#### Work order:
Go through the records line by line. Report how many lines contain "above", with nothing else.

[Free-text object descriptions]
# # # # #

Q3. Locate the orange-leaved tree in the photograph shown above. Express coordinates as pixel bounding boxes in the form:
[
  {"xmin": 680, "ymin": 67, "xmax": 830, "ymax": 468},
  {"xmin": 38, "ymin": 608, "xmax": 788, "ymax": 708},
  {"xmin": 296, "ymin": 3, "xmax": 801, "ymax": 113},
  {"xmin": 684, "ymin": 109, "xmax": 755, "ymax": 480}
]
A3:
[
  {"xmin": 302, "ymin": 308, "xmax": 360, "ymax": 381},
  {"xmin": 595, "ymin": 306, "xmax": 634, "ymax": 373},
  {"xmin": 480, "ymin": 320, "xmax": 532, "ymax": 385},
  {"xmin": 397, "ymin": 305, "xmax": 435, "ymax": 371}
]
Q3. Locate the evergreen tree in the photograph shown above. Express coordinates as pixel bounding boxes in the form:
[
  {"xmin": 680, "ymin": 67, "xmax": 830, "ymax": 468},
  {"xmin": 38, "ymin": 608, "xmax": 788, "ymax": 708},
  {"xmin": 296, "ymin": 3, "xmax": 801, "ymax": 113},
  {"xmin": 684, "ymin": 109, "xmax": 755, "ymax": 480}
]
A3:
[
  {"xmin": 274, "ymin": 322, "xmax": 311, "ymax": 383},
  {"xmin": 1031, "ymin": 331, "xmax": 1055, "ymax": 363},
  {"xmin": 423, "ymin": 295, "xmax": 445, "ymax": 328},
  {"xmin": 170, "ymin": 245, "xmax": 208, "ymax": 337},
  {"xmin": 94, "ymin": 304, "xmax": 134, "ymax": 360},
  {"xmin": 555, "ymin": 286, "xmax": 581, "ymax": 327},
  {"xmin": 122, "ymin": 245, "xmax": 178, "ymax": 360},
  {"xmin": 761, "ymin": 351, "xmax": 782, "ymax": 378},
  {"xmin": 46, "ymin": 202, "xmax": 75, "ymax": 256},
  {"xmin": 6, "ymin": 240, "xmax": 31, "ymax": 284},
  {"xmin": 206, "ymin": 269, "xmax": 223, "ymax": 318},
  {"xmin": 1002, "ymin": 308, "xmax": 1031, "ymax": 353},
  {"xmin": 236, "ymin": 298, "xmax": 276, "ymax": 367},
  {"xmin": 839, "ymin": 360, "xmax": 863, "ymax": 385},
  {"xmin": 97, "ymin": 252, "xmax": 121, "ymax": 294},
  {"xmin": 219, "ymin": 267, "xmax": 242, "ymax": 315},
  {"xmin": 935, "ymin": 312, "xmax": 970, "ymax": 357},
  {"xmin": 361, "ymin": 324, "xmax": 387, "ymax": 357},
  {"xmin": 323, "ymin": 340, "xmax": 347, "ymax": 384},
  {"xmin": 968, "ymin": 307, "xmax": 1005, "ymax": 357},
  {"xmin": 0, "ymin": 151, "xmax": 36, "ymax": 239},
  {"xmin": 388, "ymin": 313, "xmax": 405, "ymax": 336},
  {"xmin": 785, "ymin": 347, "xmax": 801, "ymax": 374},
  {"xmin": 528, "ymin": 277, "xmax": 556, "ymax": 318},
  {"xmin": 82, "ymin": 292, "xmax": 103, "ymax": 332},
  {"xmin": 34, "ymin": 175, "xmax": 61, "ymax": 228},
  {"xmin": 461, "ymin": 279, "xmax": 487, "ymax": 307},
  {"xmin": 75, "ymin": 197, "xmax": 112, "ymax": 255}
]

# # # # #

#### Response area:
2